*** Opening of Extracted information ***

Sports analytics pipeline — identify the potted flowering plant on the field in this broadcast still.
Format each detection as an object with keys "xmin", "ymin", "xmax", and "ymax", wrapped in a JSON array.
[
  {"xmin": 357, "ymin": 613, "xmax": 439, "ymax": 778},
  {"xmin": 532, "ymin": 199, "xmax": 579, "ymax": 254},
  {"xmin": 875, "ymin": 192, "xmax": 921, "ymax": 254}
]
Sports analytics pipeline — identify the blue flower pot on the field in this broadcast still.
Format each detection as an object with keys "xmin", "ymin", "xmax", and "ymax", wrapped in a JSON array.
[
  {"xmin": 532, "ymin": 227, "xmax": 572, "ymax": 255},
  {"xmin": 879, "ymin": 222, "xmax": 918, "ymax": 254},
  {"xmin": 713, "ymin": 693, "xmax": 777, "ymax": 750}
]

*** Close of Extracted information ***
*** Opening of Extracted information ***

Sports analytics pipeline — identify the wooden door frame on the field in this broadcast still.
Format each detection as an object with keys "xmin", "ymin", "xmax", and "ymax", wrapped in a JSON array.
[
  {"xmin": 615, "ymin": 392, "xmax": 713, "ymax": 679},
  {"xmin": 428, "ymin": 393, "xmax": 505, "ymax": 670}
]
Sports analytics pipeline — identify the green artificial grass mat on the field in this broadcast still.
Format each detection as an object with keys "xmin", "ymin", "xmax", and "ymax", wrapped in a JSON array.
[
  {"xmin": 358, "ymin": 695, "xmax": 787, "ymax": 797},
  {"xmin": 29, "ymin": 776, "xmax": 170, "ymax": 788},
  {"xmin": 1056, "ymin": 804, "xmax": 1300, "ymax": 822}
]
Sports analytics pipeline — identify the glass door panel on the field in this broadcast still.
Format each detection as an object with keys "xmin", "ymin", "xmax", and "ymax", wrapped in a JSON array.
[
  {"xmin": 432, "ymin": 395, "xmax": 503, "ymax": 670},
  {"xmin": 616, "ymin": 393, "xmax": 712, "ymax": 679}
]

*** Close of Extracted information ***
*** Opening of Extracted information ***

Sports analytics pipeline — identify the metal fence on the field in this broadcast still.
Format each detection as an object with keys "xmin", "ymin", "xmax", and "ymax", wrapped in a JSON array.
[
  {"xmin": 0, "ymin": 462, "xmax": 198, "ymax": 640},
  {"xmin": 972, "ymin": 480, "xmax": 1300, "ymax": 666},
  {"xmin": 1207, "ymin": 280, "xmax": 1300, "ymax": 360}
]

*** Close of Extracted information ***

Exercise requirements -> How many lines in the records hold the string "still"? Answer with only that number.

Problem solution -> 6